• Поставленные задачи:
A: Перепишите дословно фрагмент из отрывка о времени в пьесе: от слов «Время разных персонажей» до слов «и прошлое Фирса.».
B: Определите, согласуются ли с отрывком о времени в пьесе следующие утверждения: (i) поезд опаздывает на два часа; (ii) Раневская уехала из имения десять лет назад; (iii) время Трофимова обращено в прошлое. Для каждого ответьте «да» или «нет» и точно процитируйте решающие слова отрывка.
C: Допишите продолжение отрывка о времени в пьесе, начав сразу после его последнего предложения.

• Выбранный отрывок:

Движение “большого” времени тесно связано с развитием сюжета и окрашивает каждое действие пьесы: утренняя суета приезда, надежды на лучшее на фоне цветущего майского сада — длинные, утомительные вечерние разговоры в разгар лета — надрывное ночное веселье, пир во время чумы в давно определенный день торгов, 22 августа, — пронзительное чувство конца, расставания с домом, с прошлым, с надеждами в осенний октябрьский день. Но в пьесе есть множество и более конкретных временных указаний и ориентиров, многочисленных звонков-сигналов, знаков текущего времени. Вот хронометраж только первого действия: на два часа опаздывает поезд; пять лет назад уехала из имения Раневская; о себе пятнадцатилетнем вспоминает Лопахин, собираясь в пятом часу ехать в Харьков и вернуться через три недели; он же мечтает о дачнике, который через двадцать лет “размножится до необычайности”; а Фирс вспоминает о далеком прошлом, “лет сорок — пятьдесят назад”. И снова Аня вспомнит об отце, который умер шесть лет назад, и маленьком брате, утонувшем через несколько месяцев. А Гаев объявит о себе как о человеке восьмидесятых годов и предложит отметить столетие “многоуважаемого шкапа”. И сразу же будет названа роковая дата торгов — двадцать второе августа.
Время разных персонажей имеет разную природу, разные точки отсчета: оно измеряется минутами, месяцами, годами. Время Фирса почти баснословно, оно все — в прошлом и, кажется, не имеет твердых очертаний: “живу давно”. Лопахин мыслит сегодняшней точностью часов и минут. Время Трофимова — все в будущем, и оно столь же широко и неопределенно, как и прошлое Фирса.

• Приведённые строки:

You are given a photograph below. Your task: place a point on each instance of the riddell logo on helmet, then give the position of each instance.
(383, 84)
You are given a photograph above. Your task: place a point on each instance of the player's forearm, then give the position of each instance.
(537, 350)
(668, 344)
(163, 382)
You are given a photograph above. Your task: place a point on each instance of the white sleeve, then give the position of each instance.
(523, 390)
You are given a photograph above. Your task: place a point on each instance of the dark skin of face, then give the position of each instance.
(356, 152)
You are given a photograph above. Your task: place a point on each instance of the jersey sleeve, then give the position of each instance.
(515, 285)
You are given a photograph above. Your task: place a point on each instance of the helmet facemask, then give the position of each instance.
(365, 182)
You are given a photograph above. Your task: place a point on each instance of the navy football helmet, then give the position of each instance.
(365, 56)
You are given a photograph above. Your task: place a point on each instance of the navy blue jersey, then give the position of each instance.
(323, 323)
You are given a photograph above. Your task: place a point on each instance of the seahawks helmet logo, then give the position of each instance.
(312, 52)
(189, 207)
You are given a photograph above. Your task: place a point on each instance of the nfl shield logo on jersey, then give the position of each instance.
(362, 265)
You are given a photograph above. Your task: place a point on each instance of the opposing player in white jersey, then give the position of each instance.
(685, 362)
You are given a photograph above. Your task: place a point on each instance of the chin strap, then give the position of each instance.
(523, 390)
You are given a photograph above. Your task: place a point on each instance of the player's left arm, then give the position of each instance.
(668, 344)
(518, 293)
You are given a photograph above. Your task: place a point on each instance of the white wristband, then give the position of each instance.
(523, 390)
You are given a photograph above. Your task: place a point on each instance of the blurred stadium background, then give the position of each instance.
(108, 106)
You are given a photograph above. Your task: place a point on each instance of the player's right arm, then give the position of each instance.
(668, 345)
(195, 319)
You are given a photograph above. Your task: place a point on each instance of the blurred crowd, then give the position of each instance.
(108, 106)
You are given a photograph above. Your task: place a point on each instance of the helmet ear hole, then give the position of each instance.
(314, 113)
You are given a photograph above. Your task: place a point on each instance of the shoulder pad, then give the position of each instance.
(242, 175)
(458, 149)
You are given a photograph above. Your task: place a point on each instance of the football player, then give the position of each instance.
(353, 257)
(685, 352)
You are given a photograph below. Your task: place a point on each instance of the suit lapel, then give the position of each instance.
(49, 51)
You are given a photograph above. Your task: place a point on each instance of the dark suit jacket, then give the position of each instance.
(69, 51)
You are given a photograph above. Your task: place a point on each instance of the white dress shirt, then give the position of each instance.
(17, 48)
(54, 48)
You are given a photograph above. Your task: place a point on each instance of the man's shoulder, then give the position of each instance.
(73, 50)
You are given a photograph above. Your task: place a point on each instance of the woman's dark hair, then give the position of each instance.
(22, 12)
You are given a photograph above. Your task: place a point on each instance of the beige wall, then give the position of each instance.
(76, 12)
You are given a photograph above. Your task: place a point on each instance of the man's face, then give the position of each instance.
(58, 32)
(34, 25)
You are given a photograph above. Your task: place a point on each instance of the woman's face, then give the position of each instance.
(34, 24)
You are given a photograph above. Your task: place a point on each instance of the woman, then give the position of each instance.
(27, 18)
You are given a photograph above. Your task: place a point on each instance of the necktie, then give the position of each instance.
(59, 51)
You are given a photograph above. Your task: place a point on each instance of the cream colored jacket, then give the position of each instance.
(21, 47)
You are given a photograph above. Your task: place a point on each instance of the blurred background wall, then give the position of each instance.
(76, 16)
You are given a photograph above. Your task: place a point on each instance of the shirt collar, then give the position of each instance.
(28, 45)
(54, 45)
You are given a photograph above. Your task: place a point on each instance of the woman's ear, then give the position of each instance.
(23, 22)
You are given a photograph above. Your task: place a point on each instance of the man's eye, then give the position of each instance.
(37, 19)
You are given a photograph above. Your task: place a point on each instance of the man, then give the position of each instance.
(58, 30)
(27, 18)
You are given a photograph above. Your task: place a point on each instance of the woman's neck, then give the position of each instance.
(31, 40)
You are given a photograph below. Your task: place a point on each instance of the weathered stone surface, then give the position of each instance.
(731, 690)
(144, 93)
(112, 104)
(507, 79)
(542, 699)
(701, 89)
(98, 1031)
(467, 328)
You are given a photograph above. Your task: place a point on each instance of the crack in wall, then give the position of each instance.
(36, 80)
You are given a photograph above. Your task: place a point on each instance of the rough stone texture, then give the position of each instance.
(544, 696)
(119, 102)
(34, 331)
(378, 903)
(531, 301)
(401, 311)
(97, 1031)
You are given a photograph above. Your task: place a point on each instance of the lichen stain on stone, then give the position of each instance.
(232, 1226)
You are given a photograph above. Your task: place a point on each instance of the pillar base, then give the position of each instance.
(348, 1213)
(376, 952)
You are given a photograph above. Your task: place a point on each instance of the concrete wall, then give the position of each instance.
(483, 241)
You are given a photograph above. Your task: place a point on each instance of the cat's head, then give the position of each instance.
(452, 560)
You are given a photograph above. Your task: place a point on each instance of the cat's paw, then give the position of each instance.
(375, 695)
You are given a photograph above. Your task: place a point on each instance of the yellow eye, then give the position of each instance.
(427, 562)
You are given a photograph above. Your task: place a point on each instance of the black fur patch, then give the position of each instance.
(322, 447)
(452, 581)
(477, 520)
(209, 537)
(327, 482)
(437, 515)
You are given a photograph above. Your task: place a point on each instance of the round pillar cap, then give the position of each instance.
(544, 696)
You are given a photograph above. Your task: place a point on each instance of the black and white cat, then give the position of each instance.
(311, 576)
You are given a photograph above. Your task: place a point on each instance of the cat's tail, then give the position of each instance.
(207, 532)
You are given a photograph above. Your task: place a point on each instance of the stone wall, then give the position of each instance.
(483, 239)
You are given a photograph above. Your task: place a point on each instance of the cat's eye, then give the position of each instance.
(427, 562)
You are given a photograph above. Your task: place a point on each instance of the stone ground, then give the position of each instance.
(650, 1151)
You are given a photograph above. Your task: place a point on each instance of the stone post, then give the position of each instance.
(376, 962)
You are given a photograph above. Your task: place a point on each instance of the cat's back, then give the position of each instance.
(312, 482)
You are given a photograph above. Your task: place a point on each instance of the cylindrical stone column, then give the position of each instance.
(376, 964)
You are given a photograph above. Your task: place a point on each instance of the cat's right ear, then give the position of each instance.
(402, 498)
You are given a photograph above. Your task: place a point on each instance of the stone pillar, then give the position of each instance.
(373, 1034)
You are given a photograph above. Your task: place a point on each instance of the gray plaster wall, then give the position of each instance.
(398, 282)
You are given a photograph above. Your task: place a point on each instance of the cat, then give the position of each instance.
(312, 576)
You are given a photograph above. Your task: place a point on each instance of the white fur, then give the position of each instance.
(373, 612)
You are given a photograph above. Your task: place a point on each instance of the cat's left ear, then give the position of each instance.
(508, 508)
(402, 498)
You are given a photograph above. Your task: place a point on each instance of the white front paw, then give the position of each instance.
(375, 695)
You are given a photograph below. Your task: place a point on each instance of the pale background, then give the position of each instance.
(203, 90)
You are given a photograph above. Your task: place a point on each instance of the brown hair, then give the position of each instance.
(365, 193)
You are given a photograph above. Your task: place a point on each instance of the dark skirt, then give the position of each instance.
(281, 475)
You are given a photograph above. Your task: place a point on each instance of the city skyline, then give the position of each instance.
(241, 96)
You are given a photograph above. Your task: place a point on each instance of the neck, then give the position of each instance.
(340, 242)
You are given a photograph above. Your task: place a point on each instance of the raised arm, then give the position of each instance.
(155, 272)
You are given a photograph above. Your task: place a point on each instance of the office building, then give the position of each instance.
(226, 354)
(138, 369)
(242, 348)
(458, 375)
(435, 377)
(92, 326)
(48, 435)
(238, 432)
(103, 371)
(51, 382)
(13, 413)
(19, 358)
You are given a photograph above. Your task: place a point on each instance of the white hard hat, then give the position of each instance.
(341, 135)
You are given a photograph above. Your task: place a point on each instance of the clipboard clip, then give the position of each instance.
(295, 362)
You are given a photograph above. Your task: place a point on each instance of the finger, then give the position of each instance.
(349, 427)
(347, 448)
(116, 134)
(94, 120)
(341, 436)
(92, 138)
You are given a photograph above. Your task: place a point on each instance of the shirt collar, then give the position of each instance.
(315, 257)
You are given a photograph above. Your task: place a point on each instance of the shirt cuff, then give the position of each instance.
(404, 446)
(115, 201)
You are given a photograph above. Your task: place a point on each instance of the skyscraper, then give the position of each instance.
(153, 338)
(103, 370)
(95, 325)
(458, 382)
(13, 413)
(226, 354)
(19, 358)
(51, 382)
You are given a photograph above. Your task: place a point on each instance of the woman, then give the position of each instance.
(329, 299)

* * *

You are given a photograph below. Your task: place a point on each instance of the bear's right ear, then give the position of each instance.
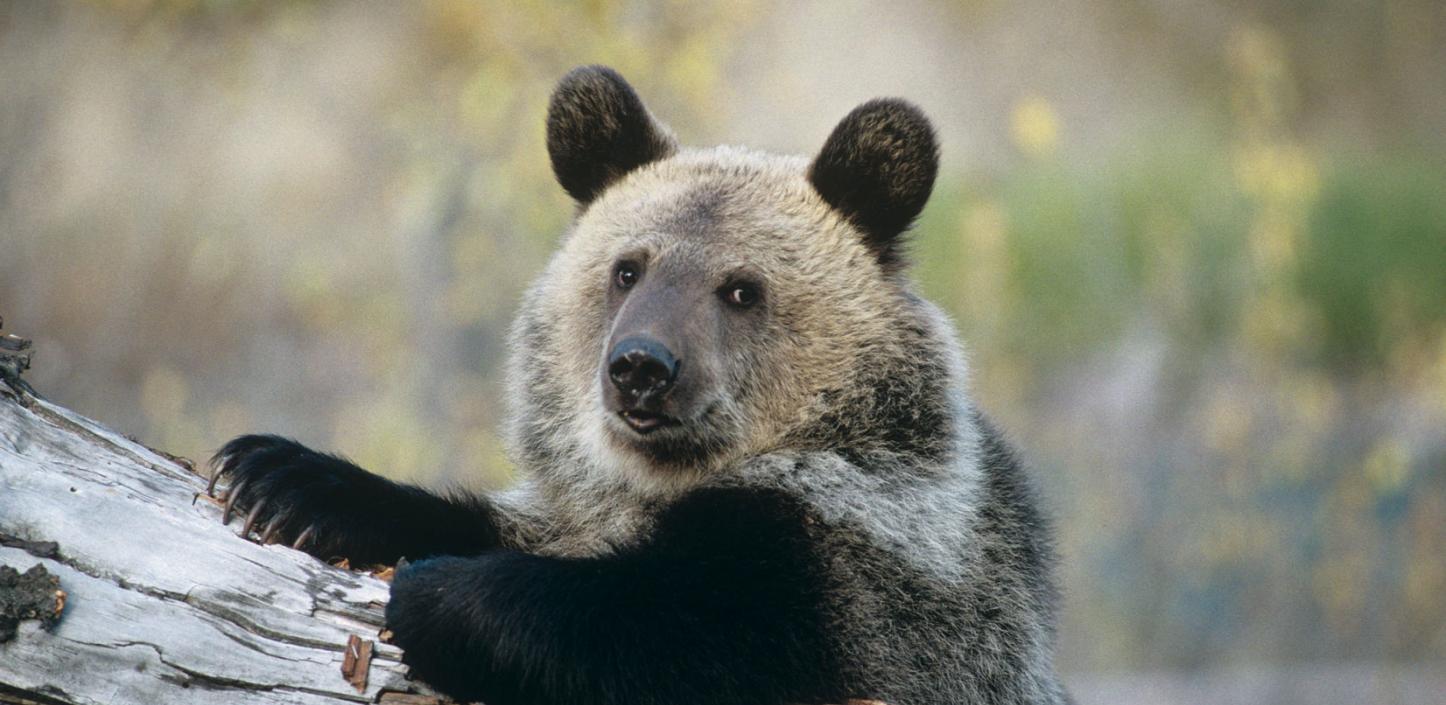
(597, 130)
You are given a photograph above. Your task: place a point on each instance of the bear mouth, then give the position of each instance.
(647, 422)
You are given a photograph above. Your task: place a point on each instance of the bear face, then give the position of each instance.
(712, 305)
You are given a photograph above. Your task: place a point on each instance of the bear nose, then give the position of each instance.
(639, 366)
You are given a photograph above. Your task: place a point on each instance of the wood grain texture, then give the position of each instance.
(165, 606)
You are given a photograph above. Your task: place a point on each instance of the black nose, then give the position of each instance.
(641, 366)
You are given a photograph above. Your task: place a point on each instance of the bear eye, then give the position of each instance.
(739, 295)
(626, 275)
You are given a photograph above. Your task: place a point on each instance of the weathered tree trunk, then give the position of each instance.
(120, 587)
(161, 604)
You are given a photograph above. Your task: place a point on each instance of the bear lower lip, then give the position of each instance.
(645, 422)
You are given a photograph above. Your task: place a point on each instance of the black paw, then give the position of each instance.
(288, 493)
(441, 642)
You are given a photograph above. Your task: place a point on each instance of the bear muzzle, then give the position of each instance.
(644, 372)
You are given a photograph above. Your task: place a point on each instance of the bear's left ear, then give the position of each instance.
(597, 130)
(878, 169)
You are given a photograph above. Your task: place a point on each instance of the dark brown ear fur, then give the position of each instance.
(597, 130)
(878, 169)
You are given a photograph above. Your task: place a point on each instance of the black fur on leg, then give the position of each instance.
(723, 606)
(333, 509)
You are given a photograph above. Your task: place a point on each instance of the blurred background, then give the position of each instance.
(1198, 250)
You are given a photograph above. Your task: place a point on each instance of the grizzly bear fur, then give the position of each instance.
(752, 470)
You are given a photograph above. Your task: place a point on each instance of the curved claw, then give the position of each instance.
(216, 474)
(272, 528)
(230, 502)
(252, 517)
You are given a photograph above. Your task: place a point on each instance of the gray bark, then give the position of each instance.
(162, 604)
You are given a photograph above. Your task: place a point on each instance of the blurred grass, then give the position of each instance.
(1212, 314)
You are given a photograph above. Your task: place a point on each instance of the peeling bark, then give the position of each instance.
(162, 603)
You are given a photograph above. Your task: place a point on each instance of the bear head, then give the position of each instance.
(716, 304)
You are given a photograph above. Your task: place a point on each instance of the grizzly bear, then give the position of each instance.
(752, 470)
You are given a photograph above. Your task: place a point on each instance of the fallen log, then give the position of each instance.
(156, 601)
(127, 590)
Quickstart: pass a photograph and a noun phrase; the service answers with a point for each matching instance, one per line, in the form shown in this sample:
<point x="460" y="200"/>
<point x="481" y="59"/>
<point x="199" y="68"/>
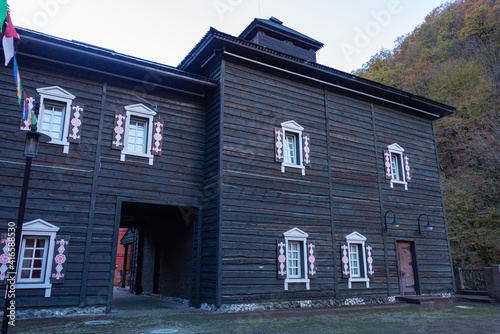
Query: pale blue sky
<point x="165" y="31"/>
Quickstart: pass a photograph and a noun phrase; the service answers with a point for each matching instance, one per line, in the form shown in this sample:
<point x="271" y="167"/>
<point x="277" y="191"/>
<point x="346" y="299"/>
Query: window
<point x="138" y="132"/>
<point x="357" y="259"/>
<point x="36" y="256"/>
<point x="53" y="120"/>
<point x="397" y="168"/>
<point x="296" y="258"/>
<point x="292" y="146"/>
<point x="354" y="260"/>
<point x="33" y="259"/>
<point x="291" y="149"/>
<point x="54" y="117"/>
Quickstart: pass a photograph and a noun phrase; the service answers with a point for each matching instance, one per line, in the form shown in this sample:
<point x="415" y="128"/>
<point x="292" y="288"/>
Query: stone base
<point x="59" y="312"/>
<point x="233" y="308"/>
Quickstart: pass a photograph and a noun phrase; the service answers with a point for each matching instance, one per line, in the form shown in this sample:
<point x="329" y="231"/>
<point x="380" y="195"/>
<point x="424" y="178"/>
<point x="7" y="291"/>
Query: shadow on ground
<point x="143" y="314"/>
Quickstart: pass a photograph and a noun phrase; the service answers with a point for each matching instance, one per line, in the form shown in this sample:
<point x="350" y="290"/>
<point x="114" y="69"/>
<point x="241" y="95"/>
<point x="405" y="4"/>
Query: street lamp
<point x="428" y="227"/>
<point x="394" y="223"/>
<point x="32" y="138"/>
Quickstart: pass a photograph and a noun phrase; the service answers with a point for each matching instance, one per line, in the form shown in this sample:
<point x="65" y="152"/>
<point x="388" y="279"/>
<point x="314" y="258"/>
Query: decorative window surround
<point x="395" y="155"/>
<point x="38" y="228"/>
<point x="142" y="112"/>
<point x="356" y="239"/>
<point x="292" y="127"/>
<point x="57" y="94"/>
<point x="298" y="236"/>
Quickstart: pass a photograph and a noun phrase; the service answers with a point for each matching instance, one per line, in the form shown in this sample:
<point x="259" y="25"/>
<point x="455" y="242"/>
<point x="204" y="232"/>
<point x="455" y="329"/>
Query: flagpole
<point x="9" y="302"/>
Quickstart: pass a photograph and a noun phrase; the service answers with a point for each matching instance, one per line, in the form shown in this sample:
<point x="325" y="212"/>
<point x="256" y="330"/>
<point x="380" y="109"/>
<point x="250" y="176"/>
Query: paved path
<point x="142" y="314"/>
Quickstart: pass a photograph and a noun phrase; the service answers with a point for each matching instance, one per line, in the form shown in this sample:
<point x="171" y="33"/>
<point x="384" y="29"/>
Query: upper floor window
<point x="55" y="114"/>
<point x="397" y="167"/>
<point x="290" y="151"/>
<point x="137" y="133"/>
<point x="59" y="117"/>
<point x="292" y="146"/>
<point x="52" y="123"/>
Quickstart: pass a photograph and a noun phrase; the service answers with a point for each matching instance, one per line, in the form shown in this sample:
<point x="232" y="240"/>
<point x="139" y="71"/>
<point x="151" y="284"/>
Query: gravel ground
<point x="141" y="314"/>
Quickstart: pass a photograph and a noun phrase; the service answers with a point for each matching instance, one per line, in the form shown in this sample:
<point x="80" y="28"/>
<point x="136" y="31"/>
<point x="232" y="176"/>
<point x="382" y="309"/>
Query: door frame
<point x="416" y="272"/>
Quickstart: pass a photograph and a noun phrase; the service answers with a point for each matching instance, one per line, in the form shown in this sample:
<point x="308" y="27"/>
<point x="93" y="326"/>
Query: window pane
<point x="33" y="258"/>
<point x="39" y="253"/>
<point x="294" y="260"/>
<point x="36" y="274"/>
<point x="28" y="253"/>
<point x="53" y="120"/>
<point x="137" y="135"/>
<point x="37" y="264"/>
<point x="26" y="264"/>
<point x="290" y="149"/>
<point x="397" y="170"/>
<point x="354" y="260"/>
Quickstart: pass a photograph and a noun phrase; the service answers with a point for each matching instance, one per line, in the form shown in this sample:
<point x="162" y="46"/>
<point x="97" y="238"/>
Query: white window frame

==

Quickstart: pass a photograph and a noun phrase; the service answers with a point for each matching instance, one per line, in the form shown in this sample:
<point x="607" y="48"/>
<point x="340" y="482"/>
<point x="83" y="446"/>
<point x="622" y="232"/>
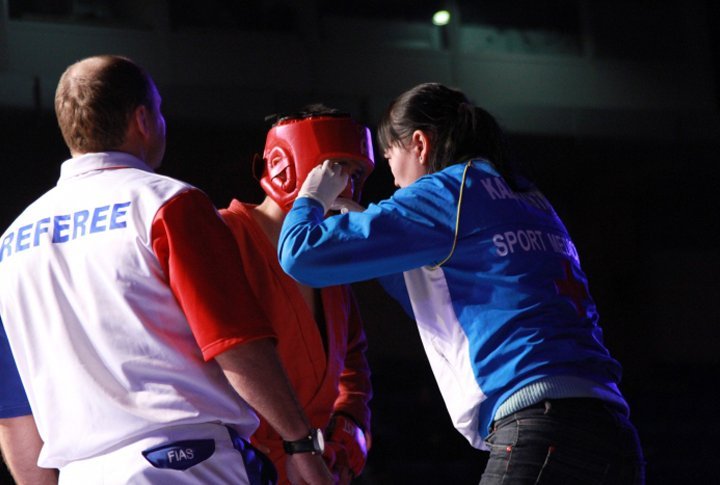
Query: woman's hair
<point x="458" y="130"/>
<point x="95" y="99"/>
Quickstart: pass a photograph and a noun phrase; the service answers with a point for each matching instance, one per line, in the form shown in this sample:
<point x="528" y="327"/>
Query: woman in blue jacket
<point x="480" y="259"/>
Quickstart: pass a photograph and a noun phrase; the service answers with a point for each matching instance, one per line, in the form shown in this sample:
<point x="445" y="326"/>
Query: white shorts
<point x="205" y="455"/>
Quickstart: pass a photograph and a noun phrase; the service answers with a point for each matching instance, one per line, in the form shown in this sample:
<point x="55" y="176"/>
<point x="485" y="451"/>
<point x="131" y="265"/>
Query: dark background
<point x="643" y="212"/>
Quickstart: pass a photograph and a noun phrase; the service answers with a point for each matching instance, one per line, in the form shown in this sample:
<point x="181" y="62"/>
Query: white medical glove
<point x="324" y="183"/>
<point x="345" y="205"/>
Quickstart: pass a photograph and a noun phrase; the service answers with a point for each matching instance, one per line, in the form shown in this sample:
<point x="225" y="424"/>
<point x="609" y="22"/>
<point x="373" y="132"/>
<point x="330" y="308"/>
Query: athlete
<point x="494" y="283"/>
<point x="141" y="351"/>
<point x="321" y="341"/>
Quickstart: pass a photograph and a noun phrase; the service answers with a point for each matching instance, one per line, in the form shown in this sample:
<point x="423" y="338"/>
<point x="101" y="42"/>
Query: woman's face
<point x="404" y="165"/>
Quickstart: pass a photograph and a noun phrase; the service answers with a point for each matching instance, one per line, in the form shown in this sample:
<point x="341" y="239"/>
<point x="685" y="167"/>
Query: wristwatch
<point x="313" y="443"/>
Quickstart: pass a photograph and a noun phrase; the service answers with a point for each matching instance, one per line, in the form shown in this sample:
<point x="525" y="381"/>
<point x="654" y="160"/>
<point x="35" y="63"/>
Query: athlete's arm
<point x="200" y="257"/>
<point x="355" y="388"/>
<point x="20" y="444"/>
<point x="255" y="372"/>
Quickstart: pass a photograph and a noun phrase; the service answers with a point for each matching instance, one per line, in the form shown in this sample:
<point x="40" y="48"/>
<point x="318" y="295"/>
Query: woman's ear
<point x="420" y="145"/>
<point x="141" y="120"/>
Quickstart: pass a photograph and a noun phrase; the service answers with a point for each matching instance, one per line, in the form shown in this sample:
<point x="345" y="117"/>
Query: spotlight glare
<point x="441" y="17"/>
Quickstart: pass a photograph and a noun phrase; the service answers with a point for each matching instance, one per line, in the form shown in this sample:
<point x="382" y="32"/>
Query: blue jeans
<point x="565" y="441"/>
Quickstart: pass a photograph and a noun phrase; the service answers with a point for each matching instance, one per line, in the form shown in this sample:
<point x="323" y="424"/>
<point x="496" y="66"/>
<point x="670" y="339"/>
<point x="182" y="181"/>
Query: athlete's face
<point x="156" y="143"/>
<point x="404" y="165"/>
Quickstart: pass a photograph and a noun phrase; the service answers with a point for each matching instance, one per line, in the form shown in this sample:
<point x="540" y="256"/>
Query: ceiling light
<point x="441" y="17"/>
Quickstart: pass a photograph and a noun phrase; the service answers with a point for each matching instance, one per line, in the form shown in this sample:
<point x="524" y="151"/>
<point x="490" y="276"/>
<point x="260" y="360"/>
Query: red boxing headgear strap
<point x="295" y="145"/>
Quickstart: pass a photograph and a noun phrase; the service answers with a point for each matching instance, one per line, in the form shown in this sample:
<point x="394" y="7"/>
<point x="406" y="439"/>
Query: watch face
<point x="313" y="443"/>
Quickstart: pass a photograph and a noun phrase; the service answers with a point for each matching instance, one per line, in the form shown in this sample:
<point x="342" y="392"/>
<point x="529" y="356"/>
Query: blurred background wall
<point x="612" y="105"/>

• Ответы на задания:
A:
Время разных персонажей имеет разную природу, разные точки отсчета: оно измеряется минутами, месяцами, годами. Время Фирса почти баснословно, оно все — в прошлом и, кажется, не имеет твердых очертаний: “живу давно”. Лопахин мыслит сегодняшней точностью часов и минут. Время Трофимова — все в будущем, и оно столь же широко и неопределенно, как и прошлое Фирса.

B:
(i) Да: «на два часа опаздывает поезд».
(ii) Нет: «пять лет назад уехала из имения Раневская».
(iii) Нет: «Время Трофимова — все в будущем».

C:
Оказываясь победителями или побежденными во внешнем сюжете, герои “Вишневого сада” резко сближаются между собой в сюжете внутреннем. В самые, казалось бы, неподходящие моменты, посреди бытовых разговоров они наталкиваются на непостижимый феномен жизни, человеческого бытия. В их словах нет ничего мудреного, никакой особой “философии времени”, если подходить к ним с требованиями объективной драматической логики. Но в них есть глубокая правда лирического состояния, подобная тоже простым пушкинским строчкам: “Летят за днями дни, и каждый час уносит / Частичку бытия, а мы с тобой вдвоем / Предполагаем жить… И глядь — как раз — умрем”.
“Да, время идет”,— вздохнет в начале первого действия Лопахин, на что Гаев откликнется высокомерно-беспомощным “кого?”. Но репликой раньше он сам, в сущности, говорил о том же: “Когда-то мы с тобой, сестра, спали вот в этой самой комнате, а теперь мне уже пятьдесят один год, как это ни странно…” Чуть позже Фирс вспомнит о старом способе сушения вишен и в ответ на вопрос Раневской: “А где же теперь этот способ?” — тоже вздохнет: “Забыли. Никто не помнит”. Кажется, речь здесь идет не только о хозяйственном рецепте, но и о забытом умении жить… Во втором действии посреди спора о будущем сада Раневская произносит после паузы: “Я все жду чего-то, как будто над нами должен обвалиться дом”. И опять эта реплика скорее не внешнего, а внутреннего сюжета. В конце второго действия лихорадочные монологи о будущем произносит Трофимов. В третьем действии даже в высший момент торжества у Лопахина вдруг вырвется: “О, скорее бы все это прошло, скорее бы изменилась как-нибудь наша нескладная, несчастливая жизнь”. И в четвертом действии он подумывает о том же: “Мы друг перед другом нос дерем, а жизнь знай себе проходит”. Потом сходная мысль мелькает в голове Симеонова-Пищика: “Ничего… Всему на этом свете бывает конец…” Потом прозвучат бодрые реплики Трофимова и Ани о жизни новой, прощальные слова Раневской и ключевая, итоговая фраза Фирса: “Жизнь-то прошла, словно и не жил…”
5. Жанр: смех и слезы
В подзаголовок последней пьесы Чехов поставил — “комедия”. Точно так же восемью годами раньше он определил жанр “Чайки”. Две другие главные чеховские пьесы определялись автором как “сцены из деревенской жизни” (“Дядя Ваня”) и просто “драма” (“Три сестры”).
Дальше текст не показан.